━━━━━ Material for this task

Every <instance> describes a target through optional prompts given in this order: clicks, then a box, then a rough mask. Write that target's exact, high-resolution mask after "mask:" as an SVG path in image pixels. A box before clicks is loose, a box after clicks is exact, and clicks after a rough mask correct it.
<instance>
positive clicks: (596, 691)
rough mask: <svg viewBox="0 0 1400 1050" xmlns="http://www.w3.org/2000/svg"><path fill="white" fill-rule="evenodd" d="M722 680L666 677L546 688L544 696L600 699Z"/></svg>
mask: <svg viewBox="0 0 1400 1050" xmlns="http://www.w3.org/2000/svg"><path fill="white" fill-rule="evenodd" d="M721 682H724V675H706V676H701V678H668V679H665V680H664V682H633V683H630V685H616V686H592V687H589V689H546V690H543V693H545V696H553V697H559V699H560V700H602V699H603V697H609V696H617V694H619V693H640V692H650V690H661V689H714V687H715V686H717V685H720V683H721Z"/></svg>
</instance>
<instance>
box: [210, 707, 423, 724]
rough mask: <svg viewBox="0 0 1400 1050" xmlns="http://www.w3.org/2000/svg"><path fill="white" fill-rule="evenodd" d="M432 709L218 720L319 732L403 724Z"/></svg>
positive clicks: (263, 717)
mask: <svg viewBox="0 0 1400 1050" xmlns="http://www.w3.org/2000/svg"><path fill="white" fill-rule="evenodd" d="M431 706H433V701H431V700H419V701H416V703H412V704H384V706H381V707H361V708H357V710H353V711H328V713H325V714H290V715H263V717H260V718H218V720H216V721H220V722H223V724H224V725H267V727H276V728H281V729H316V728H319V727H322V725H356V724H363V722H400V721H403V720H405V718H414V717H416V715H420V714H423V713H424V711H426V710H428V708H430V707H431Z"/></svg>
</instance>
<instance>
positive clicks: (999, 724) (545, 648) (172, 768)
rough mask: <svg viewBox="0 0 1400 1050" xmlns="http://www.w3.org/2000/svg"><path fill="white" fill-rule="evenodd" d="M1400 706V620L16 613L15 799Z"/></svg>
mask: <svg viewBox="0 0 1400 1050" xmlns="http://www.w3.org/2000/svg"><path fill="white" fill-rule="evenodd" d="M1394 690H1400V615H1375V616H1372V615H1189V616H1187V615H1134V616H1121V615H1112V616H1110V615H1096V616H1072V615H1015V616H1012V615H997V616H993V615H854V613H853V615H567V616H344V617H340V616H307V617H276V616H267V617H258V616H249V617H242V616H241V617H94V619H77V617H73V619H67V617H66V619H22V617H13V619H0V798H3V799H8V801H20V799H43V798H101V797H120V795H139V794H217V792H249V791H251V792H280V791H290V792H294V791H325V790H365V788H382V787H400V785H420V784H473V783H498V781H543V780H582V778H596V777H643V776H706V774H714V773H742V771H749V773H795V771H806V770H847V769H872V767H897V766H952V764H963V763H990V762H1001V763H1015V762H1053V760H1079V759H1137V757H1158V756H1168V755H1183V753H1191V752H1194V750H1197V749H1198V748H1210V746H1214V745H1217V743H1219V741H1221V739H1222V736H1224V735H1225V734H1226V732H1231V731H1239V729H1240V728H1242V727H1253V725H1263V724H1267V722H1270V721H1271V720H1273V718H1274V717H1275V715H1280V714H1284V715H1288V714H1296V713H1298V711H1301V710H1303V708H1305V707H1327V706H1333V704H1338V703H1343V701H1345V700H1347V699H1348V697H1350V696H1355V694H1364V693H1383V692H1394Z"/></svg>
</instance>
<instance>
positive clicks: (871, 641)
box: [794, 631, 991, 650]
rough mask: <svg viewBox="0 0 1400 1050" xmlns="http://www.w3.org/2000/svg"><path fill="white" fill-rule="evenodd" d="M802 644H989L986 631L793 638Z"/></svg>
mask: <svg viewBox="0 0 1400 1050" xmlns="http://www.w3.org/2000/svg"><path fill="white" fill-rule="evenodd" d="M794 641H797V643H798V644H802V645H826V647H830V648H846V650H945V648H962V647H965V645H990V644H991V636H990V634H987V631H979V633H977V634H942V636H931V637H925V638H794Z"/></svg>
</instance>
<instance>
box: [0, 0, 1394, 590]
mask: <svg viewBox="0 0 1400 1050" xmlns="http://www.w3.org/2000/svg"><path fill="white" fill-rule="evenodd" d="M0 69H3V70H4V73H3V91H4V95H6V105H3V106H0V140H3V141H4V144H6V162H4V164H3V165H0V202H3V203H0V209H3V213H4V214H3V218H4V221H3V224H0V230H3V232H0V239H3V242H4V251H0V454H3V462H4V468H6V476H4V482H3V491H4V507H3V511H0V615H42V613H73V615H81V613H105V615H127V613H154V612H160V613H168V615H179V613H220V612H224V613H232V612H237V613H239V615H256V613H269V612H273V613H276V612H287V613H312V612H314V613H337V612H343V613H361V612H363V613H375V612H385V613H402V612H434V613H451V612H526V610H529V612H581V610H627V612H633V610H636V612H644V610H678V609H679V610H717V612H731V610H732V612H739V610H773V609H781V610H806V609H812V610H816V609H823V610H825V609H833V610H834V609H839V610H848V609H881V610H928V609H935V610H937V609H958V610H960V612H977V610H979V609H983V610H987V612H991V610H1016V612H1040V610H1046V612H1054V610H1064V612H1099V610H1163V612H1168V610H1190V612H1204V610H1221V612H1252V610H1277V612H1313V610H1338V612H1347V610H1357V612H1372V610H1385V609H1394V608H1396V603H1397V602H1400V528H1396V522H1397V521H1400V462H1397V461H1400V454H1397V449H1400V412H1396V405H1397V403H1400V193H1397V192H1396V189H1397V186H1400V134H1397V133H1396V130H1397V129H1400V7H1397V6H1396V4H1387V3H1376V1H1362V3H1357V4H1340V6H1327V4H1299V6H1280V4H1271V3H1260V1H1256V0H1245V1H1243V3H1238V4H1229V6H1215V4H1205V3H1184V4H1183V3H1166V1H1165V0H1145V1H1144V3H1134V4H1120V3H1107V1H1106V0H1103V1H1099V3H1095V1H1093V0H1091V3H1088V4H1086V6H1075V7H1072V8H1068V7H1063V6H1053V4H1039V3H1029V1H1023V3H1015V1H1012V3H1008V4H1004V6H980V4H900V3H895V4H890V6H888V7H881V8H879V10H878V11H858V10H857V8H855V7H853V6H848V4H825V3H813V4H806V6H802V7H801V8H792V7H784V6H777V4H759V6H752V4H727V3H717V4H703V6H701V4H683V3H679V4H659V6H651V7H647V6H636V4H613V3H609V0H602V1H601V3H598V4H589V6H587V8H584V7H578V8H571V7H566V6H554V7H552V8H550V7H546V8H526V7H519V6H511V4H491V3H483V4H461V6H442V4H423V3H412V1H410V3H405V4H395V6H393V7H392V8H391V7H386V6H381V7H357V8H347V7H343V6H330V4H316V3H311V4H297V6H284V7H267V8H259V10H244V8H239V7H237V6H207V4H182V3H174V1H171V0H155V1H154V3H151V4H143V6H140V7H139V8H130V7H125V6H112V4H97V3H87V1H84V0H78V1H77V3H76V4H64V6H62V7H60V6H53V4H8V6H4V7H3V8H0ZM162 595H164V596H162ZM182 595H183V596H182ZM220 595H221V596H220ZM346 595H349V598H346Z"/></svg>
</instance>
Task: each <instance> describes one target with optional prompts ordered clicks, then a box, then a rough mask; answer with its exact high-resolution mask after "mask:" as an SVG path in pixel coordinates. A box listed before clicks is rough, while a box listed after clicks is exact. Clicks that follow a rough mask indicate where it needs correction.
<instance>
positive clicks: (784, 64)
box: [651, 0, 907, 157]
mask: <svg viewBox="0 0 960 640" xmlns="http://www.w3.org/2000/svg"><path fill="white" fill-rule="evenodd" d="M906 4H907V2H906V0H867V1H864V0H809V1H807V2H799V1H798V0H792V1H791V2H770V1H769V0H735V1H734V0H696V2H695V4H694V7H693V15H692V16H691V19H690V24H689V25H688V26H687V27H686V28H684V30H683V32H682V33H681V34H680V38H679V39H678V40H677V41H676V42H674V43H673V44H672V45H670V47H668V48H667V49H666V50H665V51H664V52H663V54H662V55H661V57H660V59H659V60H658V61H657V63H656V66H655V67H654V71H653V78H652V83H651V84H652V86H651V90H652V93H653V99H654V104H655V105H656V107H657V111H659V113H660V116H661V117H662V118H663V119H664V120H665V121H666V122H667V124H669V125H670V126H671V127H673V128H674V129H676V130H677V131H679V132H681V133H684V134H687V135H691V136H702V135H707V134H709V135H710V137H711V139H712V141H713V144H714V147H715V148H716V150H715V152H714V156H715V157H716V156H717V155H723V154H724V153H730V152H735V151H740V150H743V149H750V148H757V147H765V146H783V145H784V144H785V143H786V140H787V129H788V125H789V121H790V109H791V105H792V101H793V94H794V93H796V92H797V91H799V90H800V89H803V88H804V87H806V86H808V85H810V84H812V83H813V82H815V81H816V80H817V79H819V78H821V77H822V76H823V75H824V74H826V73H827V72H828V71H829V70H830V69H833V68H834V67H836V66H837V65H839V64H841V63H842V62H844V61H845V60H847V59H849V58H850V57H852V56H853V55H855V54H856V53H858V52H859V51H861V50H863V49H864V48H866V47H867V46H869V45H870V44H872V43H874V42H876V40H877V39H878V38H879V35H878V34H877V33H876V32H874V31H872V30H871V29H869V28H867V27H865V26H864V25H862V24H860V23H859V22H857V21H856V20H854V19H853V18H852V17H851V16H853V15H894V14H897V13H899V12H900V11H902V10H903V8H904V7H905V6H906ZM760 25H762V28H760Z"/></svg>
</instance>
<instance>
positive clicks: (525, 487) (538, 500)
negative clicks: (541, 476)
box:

━━━━━━━━━━

▶ _Problem_: Rewrite the rows as a numbered list with blank lines omitted, starting at the first row and stopping after the row that contains "680L666 677L546 688L544".

▶ _Output for this task_:
1. Every <instance> describes a target through optional prompts given in this order: clicks, then a box, then a rough mask. Write that target's exact, high-resolution mask after "mask:" as an SVG path in image pixels. A box before clicks is loose, a box after clicks is exact, and clicks after a rough mask correct it.
2. <instance>
3. positive clicks: (596, 691)
4. rough mask: <svg viewBox="0 0 1400 1050" xmlns="http://www.w3.org/2000/svg"><path fill="white" fill-rule="evenodd" d="M722 680L666 677L546 688L544 696L600 699Z"/></svg>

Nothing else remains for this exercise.